President Tinubu approved a N3.3 trillion plan on April 6, 2026 to settle Nigeria's power sector legacy debt. But the Power Generation Companies (GenCos), through their body the Association of Power Generation Companies (APGC), say that figure was never jointly agreed upon.

They want a full public breakdown. GenCos put the actual debt closer to N6.6 trillion. Experts say total sector liabilities may be as high as N12 trillion. No fresh reconciliation has taken place since March 2025. As of that same month, GenCos confirmed they had received no payment at all.

What the Tinubu Government Actually Announced

On April 6, 2026, presidential spokesperson Bayo Onanuga released a statement announcing that President Bola Tinubu had approved a N3.3 trillion payment plan aimed at resolving long-standing debts in Nigeria's power sector under the Presidential Power Sector Financial Reforms Programme.

The government said the plan addresses legacy debts accumulated between February 2015 and March 2025, describing the N3.3 trillion as a full and final settlement.

According to the presidency, implementation has already started, with N501 billion raised and N223 billion disbursed so far. Fifteen power plants have signed agreements worth N2.3 trillion.

The government also said the next phase of the programme, known as Series II, will commence this quarter.

On paper, it sounds decisive. The problem? The companies at the centre of the debt say they were cut out of the process entirely.

GenCos Fire Back: How Did You Arrive at That Number?

== Given records ==
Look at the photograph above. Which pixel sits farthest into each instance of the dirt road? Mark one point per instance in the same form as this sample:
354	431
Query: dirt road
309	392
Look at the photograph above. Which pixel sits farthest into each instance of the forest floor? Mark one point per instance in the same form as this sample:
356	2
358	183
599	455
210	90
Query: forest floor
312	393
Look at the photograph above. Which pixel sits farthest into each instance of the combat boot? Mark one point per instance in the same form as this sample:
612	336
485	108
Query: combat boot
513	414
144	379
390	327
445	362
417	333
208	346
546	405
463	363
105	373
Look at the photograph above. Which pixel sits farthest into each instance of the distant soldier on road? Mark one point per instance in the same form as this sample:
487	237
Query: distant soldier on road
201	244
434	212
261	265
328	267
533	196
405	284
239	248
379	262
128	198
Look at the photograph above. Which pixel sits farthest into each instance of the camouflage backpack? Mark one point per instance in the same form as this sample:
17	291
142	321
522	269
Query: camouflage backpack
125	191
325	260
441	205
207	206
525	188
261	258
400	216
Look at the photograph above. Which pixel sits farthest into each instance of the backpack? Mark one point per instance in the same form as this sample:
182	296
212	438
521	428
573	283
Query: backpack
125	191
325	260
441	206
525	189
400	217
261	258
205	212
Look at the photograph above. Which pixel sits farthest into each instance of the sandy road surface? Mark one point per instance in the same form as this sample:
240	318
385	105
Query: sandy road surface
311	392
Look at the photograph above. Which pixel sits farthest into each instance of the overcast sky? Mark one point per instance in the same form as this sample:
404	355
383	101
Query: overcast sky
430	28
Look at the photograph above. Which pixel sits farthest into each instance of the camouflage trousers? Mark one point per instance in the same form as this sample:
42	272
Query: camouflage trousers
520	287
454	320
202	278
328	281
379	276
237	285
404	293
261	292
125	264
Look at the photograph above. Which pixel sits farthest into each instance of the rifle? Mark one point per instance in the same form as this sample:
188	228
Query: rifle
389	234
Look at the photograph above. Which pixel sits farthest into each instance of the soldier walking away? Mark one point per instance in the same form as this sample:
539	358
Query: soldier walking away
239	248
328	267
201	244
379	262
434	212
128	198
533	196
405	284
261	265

== Stated goal A ==
Answer these questions from the article on Nigeria's power sector debt.
(i) What figure do the GenCos put the actual debt closer to?
(ii) According to the presidency, how much has been raised and how much disbursed so far?
(iii) What is the next phase of the programme called?
== Stated goal B ==
Continue the article on Nigeria's power sector debt, beginning under its last heading.

== Result A ==
(i) N6.6 trillion.
(ii) N501 billion raised and N223 billion disbursed.
(iii) Series II.

== Result B ==
The CEO of the Association of Power Generation Companies, Dr. Joy Ogaji, said the amount being referenced does not align with reconciled figures agreed with relevant authorities. "We need to understand how this N3.3 trillion was computed," she said, noting that the last reconciliation exercise between GenCos and government agencies was concluded in March 2025.

Ogaji did not mince words. She asked directly: "Is verification unilateral in a bilateral agreement?"

She also questioned the government's consistency on the debt figure. "I don't know how they arrived at N3.3tn. Recall that the FG once said it was N2.3tn; later, they said N2.8tn, and now N3.3tn. We don't know how the government arrived at that figure," Ogaji told journalists.

She noted that no fresh reconciliation has taken place since March 2025, raising doubts about how the government arrived at N3.3 trillion. "We are not aware of any such verification outside the last reconciliation concluded in March 2025," Ogaji said, urging the government to publish details of the process and parties involved.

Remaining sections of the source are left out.